== Task to complete ==
Revise the lines from the start through the line containing "point(127, 193)", replacing "planogram checker" with "shelf layout checker" and keeping everything else unchanged. Leave the pictures out.

====

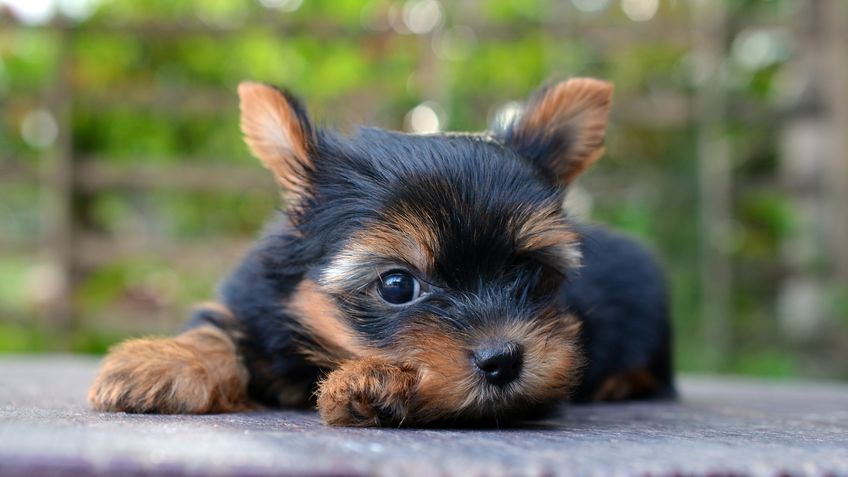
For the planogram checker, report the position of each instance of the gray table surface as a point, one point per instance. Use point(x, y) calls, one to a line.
point(720, 426)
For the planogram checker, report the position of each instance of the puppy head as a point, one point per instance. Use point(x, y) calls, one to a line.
point(443, 251)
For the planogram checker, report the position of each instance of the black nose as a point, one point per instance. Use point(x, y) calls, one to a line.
point(499, 363)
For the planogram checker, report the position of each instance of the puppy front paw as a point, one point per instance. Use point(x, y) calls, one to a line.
point(195, 373)
point(368, 392)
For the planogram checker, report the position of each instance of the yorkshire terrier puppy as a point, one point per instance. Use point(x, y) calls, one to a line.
point(416, 280)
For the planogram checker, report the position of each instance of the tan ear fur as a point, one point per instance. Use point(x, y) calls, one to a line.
point(277, 133)
point(563, 126)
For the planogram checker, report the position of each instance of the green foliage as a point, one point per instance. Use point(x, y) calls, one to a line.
point(154, 86)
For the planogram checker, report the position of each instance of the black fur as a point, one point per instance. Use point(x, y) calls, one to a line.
point(469, 187)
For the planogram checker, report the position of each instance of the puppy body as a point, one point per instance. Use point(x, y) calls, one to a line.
point(422, 279)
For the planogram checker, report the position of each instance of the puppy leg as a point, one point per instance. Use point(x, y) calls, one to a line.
point(199, 371)
point(367, 392)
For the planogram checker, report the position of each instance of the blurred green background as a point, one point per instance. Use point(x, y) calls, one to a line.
point(127, 193)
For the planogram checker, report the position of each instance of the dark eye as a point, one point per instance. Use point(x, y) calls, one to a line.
point(398, 287)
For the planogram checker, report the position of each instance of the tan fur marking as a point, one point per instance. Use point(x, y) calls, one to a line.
point(548, 229)
point(449, 384)
point(367, 392)
point(402, 240)
point(579, 106)
point(316, 312)
point(274, 134)
point(197, 372)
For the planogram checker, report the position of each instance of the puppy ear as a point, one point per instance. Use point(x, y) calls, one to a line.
point(278, 133)
point(563, 126)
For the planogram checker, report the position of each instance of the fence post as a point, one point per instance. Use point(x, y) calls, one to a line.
point(714, 179)
point(57, 195)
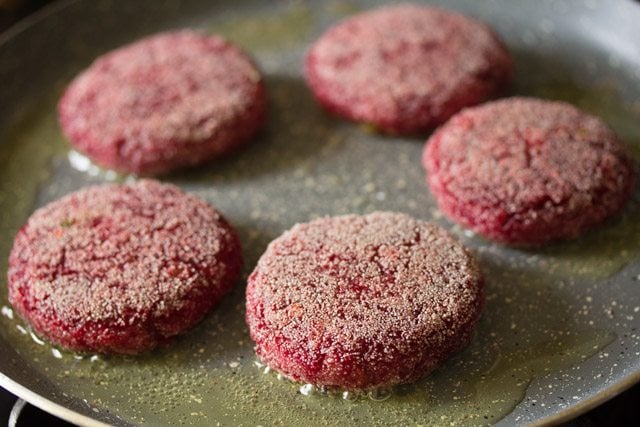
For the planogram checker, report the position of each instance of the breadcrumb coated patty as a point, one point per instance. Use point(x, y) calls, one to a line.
point(527, 171)
point(168, 101)
point(362, 302)
point(121, 268)
point(406, 68)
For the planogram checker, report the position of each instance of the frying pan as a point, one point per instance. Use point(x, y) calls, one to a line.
point(559, 333)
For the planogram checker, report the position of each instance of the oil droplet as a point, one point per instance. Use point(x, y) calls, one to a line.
point(7, 312)
point(35, 338)
point(379, 395)
point(307, 389)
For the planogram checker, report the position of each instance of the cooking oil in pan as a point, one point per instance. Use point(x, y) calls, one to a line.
point(538, 322)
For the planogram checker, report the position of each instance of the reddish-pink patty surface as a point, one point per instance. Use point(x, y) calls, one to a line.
point(360, 302)
point(121, 268)
point(406, 68)
point(526, 171)
point(167, 101)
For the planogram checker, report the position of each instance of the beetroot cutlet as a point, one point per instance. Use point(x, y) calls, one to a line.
point(121, 268)
point(406, 68)
point(362, 302)
point(167, 101)
point(526, 171)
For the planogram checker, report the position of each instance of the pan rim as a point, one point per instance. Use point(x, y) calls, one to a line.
point(70, 415)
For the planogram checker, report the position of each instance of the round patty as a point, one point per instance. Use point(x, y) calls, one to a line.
point(360, 302)
point(121, 268)
point(406, 68)
point(525, 171)
point(165, 102)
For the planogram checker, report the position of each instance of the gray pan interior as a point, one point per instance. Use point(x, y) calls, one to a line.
point(560, 332)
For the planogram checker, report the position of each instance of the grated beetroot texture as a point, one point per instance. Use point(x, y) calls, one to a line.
point(165, 102)
point(362, 302)
point(526, 171)
point(121, 268)
point(406, 68)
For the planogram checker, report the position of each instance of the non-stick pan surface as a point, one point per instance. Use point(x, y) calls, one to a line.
point(561, 329)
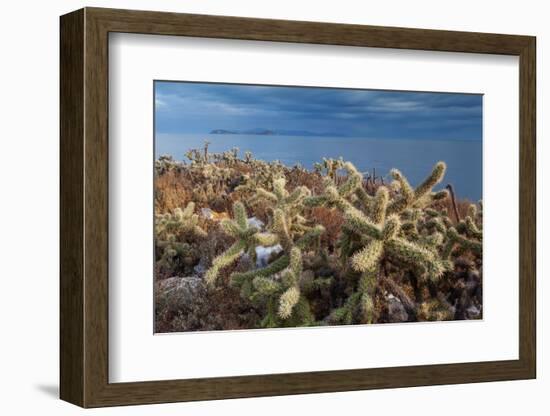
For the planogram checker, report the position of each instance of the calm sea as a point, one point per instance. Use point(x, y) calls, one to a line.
point(414, 158)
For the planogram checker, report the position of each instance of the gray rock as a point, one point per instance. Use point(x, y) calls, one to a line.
point(178, 294)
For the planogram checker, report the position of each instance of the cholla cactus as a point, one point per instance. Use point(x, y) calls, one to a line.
point(247, 237)
point(284, 303)
point(393, 244)
point(379, 233)
point(180, 222)
point(166, 163)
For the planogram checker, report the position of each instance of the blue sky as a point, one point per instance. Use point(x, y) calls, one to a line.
point(198, 108)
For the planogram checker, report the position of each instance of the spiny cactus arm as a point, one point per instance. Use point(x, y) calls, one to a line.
point(435, 269)
point(407, 252)
point(297, 196)
point(396, 290)
point(231, 227)
point(272, 268)
point(265, 239)
point(287, 301)
point(367, 287)
point(379, 205)
point(261, 193)
point(199, 232)
point(353, 181)
point(296, 266)
point(364, 198)
point(239, 213)
point(189, 210)
point(471, 228)
point(279, 188)
point(436, 176)
point(280, 227)
point(310, 237)
point(436, 223)
point(439, 195)
point(266, 286)
point(224, 260)
point(356, 222)
point(410, 230)
point(433, 240)
point(367, 258)
point(472, 245)
point(391, 227)
point(318, 200)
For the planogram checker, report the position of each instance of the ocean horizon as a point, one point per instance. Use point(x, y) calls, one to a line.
point(415, 158)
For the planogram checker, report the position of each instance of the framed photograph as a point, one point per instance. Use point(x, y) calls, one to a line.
point(255, 207)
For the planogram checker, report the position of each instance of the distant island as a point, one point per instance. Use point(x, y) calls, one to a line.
point(268, 132)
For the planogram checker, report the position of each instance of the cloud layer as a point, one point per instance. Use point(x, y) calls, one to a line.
point(182, 107)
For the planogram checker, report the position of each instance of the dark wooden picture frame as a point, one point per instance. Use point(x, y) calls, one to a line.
point(84, 207)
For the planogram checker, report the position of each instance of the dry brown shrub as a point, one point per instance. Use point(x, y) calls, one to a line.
point(172, 190)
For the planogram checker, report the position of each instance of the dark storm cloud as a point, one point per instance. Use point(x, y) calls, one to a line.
point(200, 107)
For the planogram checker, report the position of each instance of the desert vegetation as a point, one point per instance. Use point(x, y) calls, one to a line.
point(242, 243)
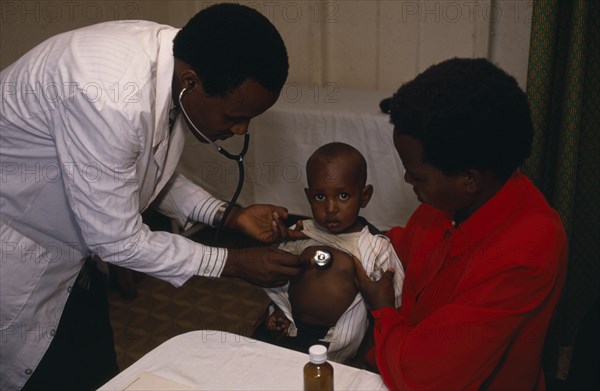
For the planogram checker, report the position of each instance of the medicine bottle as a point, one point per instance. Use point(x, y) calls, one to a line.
point(318, 373)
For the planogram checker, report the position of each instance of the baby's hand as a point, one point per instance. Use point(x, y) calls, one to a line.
point(278, 323)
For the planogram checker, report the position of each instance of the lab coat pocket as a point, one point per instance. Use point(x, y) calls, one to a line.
point(22, 264)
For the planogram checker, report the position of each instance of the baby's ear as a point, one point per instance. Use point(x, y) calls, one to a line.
point(366, 195)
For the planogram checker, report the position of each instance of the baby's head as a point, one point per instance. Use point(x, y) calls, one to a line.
point(337, 190)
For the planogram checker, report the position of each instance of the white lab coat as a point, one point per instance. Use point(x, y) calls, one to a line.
point(85, 147)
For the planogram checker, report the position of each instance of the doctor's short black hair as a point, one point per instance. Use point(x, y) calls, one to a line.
point(468, 114)
point(227, 44)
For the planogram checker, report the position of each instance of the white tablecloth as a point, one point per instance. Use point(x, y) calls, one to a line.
point(283, 138)
point(217, 360)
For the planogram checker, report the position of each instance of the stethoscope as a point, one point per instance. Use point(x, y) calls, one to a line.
point(238, 158)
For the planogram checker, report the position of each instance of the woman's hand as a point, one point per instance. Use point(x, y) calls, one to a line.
point(262, 222)
point(377, 294)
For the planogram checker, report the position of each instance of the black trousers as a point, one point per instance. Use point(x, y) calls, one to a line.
point(82, 355)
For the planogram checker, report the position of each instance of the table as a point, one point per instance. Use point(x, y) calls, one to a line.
point(218, 360)
point(282, 139)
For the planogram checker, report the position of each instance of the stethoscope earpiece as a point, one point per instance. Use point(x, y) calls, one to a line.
point(238, 158)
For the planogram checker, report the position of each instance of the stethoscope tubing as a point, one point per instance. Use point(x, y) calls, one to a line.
point(238, 158)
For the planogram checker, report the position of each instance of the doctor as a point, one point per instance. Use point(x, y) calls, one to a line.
point(90, 133)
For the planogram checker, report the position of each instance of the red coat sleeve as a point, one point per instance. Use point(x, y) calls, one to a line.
point(498, 306)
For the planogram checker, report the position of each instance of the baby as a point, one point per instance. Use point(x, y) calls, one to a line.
point(323, 305)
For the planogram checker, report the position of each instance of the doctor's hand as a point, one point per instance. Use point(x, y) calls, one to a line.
point(262, 222)
point(263, 266)
point(377, 294)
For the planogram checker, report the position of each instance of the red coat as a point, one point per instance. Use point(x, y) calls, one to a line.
point(477, 299)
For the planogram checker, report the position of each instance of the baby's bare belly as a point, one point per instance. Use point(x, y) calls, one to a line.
point(320, 297)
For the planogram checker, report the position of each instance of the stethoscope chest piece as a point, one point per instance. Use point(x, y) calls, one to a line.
point(323, 259)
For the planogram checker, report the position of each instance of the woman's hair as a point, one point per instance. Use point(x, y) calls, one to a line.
point(227, 44)
point(468, 114)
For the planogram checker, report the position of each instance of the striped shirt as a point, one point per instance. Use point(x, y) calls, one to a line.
point(376, 255)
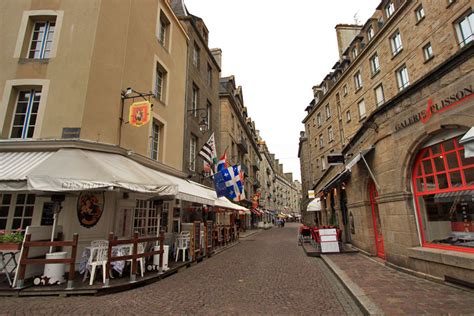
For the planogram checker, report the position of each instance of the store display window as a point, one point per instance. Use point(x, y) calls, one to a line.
point(443, 181)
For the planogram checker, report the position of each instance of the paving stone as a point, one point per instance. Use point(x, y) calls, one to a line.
point(266, 273)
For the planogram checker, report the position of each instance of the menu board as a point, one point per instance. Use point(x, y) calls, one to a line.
point(209, 234)
point(197, 236)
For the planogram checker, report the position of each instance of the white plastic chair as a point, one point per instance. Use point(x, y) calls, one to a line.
point(98, 257)
point(182, 244)
point(141, 261)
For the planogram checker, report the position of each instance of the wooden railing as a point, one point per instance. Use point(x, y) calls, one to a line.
point(24, 260)
point(113, 241)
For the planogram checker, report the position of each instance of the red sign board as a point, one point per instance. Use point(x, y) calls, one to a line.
point(140, 113)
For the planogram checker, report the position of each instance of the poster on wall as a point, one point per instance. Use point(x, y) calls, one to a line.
point(90, 206)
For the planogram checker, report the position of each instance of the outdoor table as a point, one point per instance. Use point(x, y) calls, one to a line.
point(8, 257)
point(119, 250)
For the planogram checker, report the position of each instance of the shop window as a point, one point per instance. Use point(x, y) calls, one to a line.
point(16, 211)
point(145, 220)
point(443, 181)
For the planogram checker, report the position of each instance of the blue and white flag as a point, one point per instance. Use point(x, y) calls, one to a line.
point(234, 183)
point(219, 184)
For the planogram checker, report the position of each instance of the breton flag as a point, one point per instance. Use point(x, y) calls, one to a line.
point(235, 186)
point(208, 153)
point(222, 163)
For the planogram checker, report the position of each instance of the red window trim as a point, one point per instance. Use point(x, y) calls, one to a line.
point(419, 163)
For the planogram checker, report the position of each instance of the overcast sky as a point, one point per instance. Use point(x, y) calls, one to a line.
point(278, 50)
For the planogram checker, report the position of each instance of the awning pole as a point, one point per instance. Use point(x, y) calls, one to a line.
point(370, 172)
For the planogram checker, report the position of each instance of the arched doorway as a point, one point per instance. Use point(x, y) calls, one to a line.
point(378, 231)
point(443, 185)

====

== Result ==
For the shelf layout checker, report the position of each instance of the gray table surface as a point, one point per instance. Use point(x, y) calls, one to a line.
point(720, 426)
For the shelf layout checker, report the position of each instance of the puppy head as a point, one point per instance. Use point(x, y) calls, one to a line.
point(443, 251)
For the shelf layout checker, report the position of each instance of the black nose as a point, one point per instance. Use point(x, y) calls, one to a line.
point(499, 363)
For the shelf layout checker, report the position of each instance of the puppy front paw as a point, one point per instance. Use point(x, y) calls, one to a line.
point(195, 373)
point(368, 392)
For the shelf layout checker, report the position of each instance of the yorkshire terrier puppy as a point, one point per instance. Use point(x, y) calls, one to a line.
point(416, 280)
For the shelf layout checker, report the position of each instance of the tan ear fur as a point, one point per instance. Use point(x, y) calls, one to a line.
point(277, 133)
point(563, 126)
For the shelf layout checker, report the position of each instance of the green foliage as a point, one point per instance. Use point(x, y) calls, one to a line.
point(154, 86)
For the shelf layout checker, report the position of each instance of the black fur as a point, one point per instance. Use point(x, y) calls, one to a line.
point(469, 187)
For the shelf layout checker, report the position of each instance of the puppy body as a point, one point per instance. Use point(x, y) calls, one to a line.
point(422, 279)
For the shelf layout checker, report the position of each instance of the puppy leg as a point, one point per instance. Use point(x, y) calls, one to a line.
point(199, 371)
point(367, 392)
For the shelf layout checker, report the position of each instance of the blurred green background as a point, one point per instance. Use point(x, y) calls, one to a line.
point(127, 193)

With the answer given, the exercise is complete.